*TASKS TO COMPLETE:*
[a] In the text on Medicare drug coverage, what kind of insurance cannot be used with a Medicare Advantage plan?
[b] Carry on the text about choosing a Medicare drug plan from the point where it stops.

*EXCERPT:*
-=-=-

How can I choose between a stand-alone Medicare Part D plan (PDP) and a Medicare Advantage plan that includes prescription drug coverage (MAPD)?
Medicare prescription drug coverage is available through either stand-alone Medicare Part D prescription drug plans (PDPs) or Medicare Advantage plans that include prescription drug coverage (MAPDs).
Choosing how you receive Medicare drug coverage ultimately depends on your situation and personal preferences - and whether you need only prescription drug coverage or you wish to have prescription drug coverage and additional healthcare coverage.
To help you make a decision, you might want to examine these two types of Medicare plan options based on:
- Coverage - Do you only need drug coverage? Do you already have a Medicare Supplement or other Medical insurance? You cannot use a Medicare Advantage plan with a Medicare Supplement. If you have healthcare through your employer, you probably do not want to enroll into a PDP or an MAPD (or risk losing your employer coverage).

-=-=-

*SOURCE DATA:*
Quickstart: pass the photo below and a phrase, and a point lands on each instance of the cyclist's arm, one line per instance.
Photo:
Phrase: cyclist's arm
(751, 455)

-=-=-

*SET OF ANSWERS:*
[a] A Medicare Supplement.

[b]
- Complexity - If you choose an MAPD, ask whether your drugs, pharmacies, doctors, specialists, hospitals all included within the plan’s coverage or network? If you rely on a certain group of healthcare providers, you may find that they are not included in your plan’s network - and you will need to have approval to go outside of the plan's network - and may pay more for out-of-network services.
- Availability - Is there a Medicare Advantage plan available in your Service Area (most Medicare Advantage plans are found in population-dense areas)? Is a PDP the only drug plan alternative available for you? Do you have ESRD (kidney failure) that would keep you from enrolling in a MAPD?
- Cost - Are you healthy and looking to avoid the late-enrollment premium penalty? If so, you may wish to just join a $0 premium Medicare Advantage plan (if available) that includes drug coverage (MAPD). If you are unhealthy or have chronic health issues, a Medicare Advantage
plan’s Maximum out of Pocket (MOOP) limit may help contain your annual medical costs (albeit to around $7,550, depending on the plan).
Need to read a little more about Medicare Advantage plans and stand-alone Medicare Part D plans?
Please see our Frequently Asked Questions (FAQs):
Can I be enrolled in more than one Medicare Part D plan?
You may be enrolled in only one Medicare Part D prescription drug plan at a time.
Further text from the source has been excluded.